Task brief: Rewrite every line of the items below as a single JSON list of strings, with one string per line and any blank lines skipped.

(begin)

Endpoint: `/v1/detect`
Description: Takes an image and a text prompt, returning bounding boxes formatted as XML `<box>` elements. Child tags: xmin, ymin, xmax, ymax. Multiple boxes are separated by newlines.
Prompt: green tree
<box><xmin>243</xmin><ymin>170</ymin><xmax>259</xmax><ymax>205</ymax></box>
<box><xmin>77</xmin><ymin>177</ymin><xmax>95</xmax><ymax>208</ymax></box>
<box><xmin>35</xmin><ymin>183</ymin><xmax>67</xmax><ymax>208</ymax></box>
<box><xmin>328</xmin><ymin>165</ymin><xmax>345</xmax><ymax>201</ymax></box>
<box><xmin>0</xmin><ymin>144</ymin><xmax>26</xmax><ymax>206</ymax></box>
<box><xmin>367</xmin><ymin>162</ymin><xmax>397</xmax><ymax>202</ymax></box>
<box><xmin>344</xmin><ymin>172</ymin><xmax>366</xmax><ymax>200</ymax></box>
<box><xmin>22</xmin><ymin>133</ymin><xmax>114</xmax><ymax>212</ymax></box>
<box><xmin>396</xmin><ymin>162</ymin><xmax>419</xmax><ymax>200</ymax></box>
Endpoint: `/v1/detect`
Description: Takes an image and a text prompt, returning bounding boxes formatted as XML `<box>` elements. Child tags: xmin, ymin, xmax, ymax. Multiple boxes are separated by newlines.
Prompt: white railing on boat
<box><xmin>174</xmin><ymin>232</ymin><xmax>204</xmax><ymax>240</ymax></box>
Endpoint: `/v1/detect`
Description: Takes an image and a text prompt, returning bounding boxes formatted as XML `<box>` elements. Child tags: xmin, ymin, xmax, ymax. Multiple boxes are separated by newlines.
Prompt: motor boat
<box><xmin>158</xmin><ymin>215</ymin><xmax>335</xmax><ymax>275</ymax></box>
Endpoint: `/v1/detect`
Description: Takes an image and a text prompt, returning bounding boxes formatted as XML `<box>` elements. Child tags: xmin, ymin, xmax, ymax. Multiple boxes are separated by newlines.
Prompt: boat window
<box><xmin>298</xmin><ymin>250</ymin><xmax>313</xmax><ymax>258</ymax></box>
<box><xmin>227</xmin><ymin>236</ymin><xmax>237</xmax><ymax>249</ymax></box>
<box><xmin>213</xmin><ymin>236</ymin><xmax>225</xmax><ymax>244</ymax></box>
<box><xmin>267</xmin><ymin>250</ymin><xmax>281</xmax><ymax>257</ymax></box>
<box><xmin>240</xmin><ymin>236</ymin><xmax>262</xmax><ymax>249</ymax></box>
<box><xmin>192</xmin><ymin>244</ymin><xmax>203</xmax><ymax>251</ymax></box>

(end)

Answer to this task:
[
  "Endpoint: `/v1/detect`",
  "Description: Takes an image and a text prompt, returning bounding boxes formatted as XML `<box>` elements. Child tags: xmin, ymin, xmax, ymax. Multiple boxes are separated by newlines.",
  "Prompt: green tree",
  "<box><xmin>243</xmin><ymin>170</ymin><xmax>259</xmax><ymax>205</ymax></box>",
  "<box><xmin>77</xmin><ymin>177</ymin><xmax>95</xmax><ymax>208</ymax></box>",
  "<box><xmin>35</xmin><ymin>183</ymin><xmax>67</xmax><ymax>208</ymax></box>",
  "<box><xmin>328</xmin><ymin>165</ymin><xmax>345</xmax><ymax>201</ymax></box>",
  "<box><xmin>0</xmin><ymin>144</ymin><xmax>26</xmax><ymax>206</ymax></box>",
  "<box><xmin>367</xmin><ymin>162</ymin><xmax>397</xmax><ymax>202</ymax></box>",
  "<box><xmin>344</xmin><ymin>172</ymin><xmax>366</xmax><ymax>200</ymax></box>",
  "<box><xmin>22</xmin><ymin>133</ymin><xmax>114</xmax><ymax>212</ymax></box>",
  "<box><xmin>396</xmin><ymin>162</ymin><xmax>419</xmax><ymax>200</ymax></box>",
  "Endpoint: `/v1/detect`",
  "Description: Takes an image and a text prompt, returning bounding boxes formatted as XML `<box>` elements. Child tags: xmin, ymin, xmax, ymax. Multiple boxes are separated by newlines.",
  "Prompt: white railing on boat",
  "<box><xmin>174</xmin><ymin>232</ymin><xmax>204</xmax><ymax>240</ymax></box>",
  "Endpoint: `/v1/detect`",
  "Description: Takes an image and a text prompt, returning bounding boxes formatted as XML `<box>` elements. Child tags: xmin, ymin, xmax, ymax. Multiple boxes are separated by newlines.",
  "Prompt: motor boat",
  "<box><xmin>158</xmin><ymin>215</ymin><xmax>335</xmax><ymax>275</ymax></box>",
  "Endpoint: `/v1/detect`",
  "Description: Takes an image and a text prompt, returning bounding boxes formatted as XML `<box>` elements. Child tags: xmin, ymin, xmax, ymax. Multiple boxes are separated by newlines.",
  "Prompt: boat window",
  "<box><xmin>298</xmin><ymin>250</ymin><xmax>313</xmax><ymax>258</ymax></box>",
  "<box><xmin>227</xmin><ymin>236</ymin><xmax>237</xmax><ymax>249</ymax></box>",
  "<box><xmin>213</xmin><ymin>236</ymin><xmax>225</xmax><ymax>244</ymax></box>",
  "<box><xmin>267</xmin><ymin>250</ymin><xmax>281</xmax><ymax>257</ymax></box>",
  "<box><xmin>240</xmin><ymin>236</ymin><xmax>262</xmax><ymax>249</ymax></box>",
  "<box><xmin>192</xmin><ymin>244</ymin><xmax>203</xmax><ymax>251</ymax></box>"
]